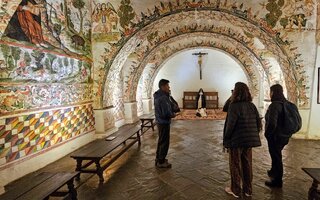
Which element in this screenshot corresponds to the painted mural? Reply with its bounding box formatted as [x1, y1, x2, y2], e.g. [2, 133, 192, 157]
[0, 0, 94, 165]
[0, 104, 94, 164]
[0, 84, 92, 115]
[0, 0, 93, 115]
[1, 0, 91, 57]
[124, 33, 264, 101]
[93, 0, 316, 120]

==

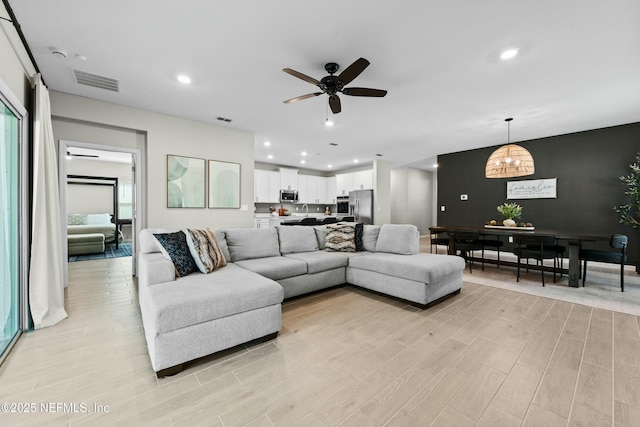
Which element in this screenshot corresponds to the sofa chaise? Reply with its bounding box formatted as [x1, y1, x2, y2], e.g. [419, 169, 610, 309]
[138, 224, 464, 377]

* * *

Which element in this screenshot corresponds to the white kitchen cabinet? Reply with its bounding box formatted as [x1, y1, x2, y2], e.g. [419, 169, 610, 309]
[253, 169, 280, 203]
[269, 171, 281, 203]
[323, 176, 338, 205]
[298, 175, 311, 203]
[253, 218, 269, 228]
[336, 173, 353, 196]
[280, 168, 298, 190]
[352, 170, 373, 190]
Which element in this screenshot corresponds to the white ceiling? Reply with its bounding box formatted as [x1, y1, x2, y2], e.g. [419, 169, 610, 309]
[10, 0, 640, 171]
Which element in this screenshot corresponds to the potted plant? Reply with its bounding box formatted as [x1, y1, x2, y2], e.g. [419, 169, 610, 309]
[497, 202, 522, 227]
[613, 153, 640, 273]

▶ _EXERCISE_: Lay out the records as a two-column CSV with the columns text and answer, one row per record, with each field in quotation marks and line breaks replaced by spaces. Begin at the line that contains "the white ceiling?" and stop after the line that contains "[10, 0, 640, 171]".

▶ _OUTPUT OF THE EXERCISE_:
text,answer
"Which element in this screenshot corresponds to the white ceiling? Reply with its bounding box formatted as [x1, y1, x2, y2], e.g. [419, 169, 610, 309]","[10, 0, 640, 171]"